━━━ Given entries ━━━
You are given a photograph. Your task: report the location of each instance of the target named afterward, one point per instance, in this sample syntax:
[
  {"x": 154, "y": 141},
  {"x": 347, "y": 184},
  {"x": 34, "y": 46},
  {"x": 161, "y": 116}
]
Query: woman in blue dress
━━━
• **What you have to do**: Convert the data above into a JSON list of strings, one string per line, leaving out any blank lines.

• **The answer**:
[
  "You are given a photograph. Your task: report the location of each instance of the target named afterward, one point per instance, in this sample syntax:",
  "[",
  "  {\"x\": 154, \"y\": 141},",
  "  {\"x\": 347, \"y\": 184},",
  "  {\"x\": 34, \"y\": 46},",
  "  {\"x\": 161, \"y\": 116}",
  "]",
  "Query: woman in blue dress"
]